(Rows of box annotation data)
+++
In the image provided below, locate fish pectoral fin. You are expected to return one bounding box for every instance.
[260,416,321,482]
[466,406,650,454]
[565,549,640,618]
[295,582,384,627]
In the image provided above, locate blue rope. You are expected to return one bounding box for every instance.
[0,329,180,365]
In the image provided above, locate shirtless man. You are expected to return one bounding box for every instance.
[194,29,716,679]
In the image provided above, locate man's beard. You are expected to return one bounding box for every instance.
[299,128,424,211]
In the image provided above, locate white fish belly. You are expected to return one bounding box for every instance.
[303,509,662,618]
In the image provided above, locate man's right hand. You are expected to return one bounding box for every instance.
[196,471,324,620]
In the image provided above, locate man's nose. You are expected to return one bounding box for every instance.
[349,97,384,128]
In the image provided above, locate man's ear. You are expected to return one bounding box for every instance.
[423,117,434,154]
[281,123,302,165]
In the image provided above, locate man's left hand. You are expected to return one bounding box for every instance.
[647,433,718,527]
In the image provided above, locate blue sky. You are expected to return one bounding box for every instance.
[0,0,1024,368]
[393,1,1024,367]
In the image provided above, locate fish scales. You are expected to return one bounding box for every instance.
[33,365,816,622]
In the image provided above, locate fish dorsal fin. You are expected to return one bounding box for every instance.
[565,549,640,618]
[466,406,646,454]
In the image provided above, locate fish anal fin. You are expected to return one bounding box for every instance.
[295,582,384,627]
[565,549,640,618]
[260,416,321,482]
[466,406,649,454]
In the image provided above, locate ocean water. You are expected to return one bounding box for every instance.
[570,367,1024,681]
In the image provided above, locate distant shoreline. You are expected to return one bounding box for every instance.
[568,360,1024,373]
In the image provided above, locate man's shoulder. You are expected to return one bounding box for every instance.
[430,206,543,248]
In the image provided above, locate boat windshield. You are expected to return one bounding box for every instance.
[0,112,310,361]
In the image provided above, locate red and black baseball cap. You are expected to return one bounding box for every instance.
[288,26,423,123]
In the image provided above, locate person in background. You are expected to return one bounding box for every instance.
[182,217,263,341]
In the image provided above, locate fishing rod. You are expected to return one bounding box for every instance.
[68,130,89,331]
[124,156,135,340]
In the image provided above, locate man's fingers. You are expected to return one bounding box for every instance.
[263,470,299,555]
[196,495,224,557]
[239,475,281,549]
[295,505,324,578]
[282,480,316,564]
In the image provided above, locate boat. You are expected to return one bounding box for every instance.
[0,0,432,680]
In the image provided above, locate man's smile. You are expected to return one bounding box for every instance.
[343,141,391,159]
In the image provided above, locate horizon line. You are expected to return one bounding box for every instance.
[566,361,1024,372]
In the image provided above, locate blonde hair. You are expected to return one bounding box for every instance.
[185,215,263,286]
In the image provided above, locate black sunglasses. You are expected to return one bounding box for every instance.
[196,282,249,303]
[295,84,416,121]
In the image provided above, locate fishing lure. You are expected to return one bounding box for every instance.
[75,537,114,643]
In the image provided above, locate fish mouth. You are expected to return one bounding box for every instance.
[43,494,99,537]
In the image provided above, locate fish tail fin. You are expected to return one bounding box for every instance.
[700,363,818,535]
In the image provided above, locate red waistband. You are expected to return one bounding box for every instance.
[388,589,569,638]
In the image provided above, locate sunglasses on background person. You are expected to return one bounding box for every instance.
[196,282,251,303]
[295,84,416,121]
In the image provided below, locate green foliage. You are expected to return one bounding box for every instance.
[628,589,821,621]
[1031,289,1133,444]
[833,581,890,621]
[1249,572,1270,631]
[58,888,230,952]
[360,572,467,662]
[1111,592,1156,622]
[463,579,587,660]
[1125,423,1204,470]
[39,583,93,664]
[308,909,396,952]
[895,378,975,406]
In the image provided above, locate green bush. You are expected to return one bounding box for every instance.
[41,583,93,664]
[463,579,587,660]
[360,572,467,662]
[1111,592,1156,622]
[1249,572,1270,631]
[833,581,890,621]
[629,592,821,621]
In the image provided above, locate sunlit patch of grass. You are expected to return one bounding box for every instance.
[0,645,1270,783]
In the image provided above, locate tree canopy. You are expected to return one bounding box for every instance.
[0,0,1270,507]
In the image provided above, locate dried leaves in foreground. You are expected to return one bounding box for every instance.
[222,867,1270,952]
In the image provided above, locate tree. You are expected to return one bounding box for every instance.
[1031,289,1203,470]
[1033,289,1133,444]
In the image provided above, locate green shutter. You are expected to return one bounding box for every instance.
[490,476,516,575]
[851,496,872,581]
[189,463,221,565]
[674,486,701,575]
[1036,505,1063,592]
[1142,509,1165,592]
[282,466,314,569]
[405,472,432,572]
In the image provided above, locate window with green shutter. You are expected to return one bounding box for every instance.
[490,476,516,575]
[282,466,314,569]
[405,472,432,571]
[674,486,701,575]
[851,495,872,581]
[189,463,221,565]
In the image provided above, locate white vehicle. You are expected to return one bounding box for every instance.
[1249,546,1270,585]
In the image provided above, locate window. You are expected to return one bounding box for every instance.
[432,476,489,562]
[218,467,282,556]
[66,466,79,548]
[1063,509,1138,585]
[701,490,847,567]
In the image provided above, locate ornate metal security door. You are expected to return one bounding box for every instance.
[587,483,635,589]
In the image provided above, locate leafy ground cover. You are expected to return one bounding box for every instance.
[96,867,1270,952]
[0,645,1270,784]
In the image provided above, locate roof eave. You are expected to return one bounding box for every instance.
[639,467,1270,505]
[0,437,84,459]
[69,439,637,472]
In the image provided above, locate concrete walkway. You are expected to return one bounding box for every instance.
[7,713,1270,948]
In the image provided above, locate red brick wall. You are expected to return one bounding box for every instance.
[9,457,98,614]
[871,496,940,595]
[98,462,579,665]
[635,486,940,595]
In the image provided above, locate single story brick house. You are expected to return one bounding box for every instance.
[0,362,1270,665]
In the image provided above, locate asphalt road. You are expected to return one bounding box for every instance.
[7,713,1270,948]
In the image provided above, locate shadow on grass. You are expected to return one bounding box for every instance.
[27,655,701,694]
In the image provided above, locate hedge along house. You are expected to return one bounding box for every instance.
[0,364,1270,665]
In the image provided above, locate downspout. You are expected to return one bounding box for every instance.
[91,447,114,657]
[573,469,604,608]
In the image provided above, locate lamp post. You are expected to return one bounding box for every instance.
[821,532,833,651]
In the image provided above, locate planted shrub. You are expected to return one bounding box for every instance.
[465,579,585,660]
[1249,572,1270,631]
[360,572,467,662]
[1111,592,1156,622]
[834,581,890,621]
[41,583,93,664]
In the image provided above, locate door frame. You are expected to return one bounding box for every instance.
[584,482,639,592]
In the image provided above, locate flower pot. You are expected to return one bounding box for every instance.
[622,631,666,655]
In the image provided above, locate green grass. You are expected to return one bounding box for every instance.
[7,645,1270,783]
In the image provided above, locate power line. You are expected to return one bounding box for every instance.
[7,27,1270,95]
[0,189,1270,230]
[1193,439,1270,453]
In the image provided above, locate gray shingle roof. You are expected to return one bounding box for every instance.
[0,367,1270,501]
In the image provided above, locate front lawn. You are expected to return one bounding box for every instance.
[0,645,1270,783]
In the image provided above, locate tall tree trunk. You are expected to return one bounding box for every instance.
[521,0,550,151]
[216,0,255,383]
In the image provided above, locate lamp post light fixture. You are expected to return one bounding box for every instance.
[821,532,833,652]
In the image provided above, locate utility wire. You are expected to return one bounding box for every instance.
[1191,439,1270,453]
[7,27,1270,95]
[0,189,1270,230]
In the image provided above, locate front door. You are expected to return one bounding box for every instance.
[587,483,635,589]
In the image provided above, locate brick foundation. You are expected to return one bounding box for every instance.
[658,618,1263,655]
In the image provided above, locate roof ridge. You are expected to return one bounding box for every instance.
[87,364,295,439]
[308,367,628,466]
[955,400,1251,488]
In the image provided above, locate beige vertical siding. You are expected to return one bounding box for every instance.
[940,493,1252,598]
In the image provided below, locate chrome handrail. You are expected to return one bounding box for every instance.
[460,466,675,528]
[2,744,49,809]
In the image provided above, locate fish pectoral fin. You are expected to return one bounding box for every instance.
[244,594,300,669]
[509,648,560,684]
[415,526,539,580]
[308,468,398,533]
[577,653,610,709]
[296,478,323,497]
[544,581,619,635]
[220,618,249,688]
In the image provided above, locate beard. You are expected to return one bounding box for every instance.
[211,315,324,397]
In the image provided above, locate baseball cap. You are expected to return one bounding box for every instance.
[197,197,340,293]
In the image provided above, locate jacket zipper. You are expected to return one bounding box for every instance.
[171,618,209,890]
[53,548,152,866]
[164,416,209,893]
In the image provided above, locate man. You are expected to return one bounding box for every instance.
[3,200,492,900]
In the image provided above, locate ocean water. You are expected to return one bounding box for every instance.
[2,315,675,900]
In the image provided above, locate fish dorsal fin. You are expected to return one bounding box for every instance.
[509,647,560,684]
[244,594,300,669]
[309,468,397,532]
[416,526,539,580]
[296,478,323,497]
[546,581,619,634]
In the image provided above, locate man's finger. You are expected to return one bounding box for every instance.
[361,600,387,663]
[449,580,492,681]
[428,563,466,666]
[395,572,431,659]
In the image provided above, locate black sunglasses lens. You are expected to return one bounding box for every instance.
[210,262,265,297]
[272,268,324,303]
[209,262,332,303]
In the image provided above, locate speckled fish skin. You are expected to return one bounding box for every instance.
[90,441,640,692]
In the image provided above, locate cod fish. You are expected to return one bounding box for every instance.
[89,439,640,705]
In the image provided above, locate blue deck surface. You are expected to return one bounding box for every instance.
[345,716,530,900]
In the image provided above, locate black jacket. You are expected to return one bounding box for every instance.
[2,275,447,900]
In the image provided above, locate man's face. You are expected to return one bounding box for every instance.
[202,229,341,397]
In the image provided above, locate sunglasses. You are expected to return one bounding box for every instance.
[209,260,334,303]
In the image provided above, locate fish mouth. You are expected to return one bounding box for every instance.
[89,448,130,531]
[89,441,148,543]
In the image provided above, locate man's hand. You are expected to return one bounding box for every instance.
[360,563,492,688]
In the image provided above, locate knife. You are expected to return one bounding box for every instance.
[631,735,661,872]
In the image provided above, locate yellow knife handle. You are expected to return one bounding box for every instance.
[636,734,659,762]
+++
• _Work to do_: Print the stretch of lines from the one containing "In the image provided above, locate white vehicle." through the one containing "[635,486,940,595]", both included, exactly as they appear.

• _Complete output_:
In the image provided above, locate white vehicle. You are expected to return one bounding box for every instance.
[1249,546,1270,585]
In the image provided above, locate window. You are expected to return one bounding box for every instance.
[432,476,489,562]
[218,467,282,556]
[66,466,79,548]
[1063,509,1138,585]
[701,490,847,567]
In the image provided above, locate ornate metal security door. You are expected to return one bounding box for every instance.
[587,483,635,589]
In the image provided above, locate leafy ground cover. You are expected to return one bounding box for every instance.
[96,867,1270,952]
[0,645,1270,784]
In the image provided above, locate roof eave. You are expected to return one bounding box for every instance.
[639,467,1270,505]
[0,437,84,459]
[69,439,637,472]
In the image provided above, locate concrete walkway. You are expected to return one bounding box for every instance.
[7,713,1270,948]
In the image provided above, locate red brick wall. You are expected to return one bounding box for every instance.
[9,457,98,614]
[871,496,940,595]
[98,462,579,665]
[635,486,940,595]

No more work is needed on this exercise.